What the task requires:
Could you rewrite the listing below with each "query" renamed to "prompt", changing nothing else and omitting the pictures?

Dataset excerpts:
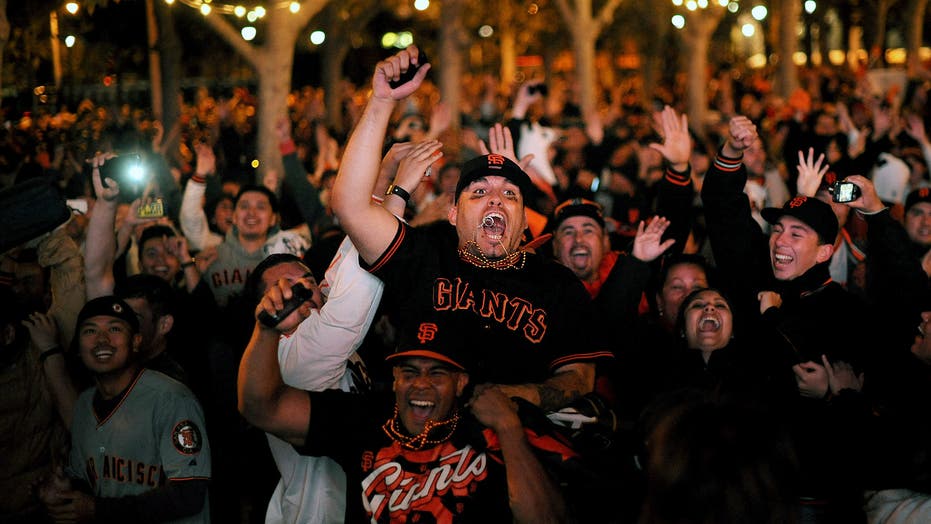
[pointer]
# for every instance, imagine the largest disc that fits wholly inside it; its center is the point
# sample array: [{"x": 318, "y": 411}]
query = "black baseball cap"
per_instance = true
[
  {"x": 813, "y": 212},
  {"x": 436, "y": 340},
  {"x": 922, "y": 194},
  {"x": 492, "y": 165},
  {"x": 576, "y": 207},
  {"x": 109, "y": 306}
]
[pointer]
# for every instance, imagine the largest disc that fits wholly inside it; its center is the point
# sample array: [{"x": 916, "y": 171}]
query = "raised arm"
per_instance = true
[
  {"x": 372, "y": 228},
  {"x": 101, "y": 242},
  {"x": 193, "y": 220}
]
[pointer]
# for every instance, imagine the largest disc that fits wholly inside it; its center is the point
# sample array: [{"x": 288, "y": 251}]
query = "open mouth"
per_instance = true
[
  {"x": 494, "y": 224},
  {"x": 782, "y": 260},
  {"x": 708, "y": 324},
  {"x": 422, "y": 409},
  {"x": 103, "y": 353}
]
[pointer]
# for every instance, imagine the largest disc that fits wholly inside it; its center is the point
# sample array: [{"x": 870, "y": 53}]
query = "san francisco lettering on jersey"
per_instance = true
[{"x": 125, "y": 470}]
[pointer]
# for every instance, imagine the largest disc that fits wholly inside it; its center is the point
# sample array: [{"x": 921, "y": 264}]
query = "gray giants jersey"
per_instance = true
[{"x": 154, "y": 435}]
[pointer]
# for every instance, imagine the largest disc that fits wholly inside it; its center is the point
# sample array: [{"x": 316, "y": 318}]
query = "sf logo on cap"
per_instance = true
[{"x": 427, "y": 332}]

Result for this task:
[pointer]
# for every instance, imagine the largest disc that fits wholly inside it; its center is the point
# sample array: [{"x": 318, "y": 411}]
prompt = "black baseball cap"
per_instance = true
[
  {"x": 813, "y": 212},
  {"x": 436, "y": 340},
  {"x": 922, "y": 194},
  {"x": 492, "y": 165},
  {"x": 576, "y": 207},
  {"x": 109, "y": 306}
]
[pointer]
# for every instance, imagine the largest disc that fits wholly inside it; its center is the point
# sample array: [{"x": 916, "y": 171}]
prompt = "raised arm"
per_instance = true
[
  {"x": 372, "y": 228},
  {"x": 101, "y": 242},
  {"x": 193, "y": 220}
]
[pointer]
# for every instance, imagine the largest disc that fits wholly inside it; its center is the point
# sample array: [{"x": 288, "y": 251}]
prompt = "open mouth"
per_instance = true
[
  {"x": 494, "y": 224},
  {"x": 782, "y": 260},
  {"x": 708, "y": 324},
  {"x": 422, "y": 409},
  {"x": 103, "y": 353}
]
[pointer]
# for every instance, imagine the largest disc that fits wholly inside it; its center is the point
# sample array: [{"x": 870, "y": 53}]
prompt = "san francisco lettering on jersey"
per_instance = true
[{"x": 125, "y": 470}]
[pointer]
# for every instance, imagine the largest disc that fits wholly inside it; its center is the point
# sample array: [{"x": 921, "y": 264}]
prompt = "gray giants jersey"
per_instance = true
[{"x": 154, "y": 435}]
[pointer]
# for every instance, imagine the largest disc that fits wholly inside it; its center is the point
# sample array: [{"x": 316, "y": 318}]
prompt = "sf logo on cap"
per_instance = true
[{"x": 427, "y": 332}]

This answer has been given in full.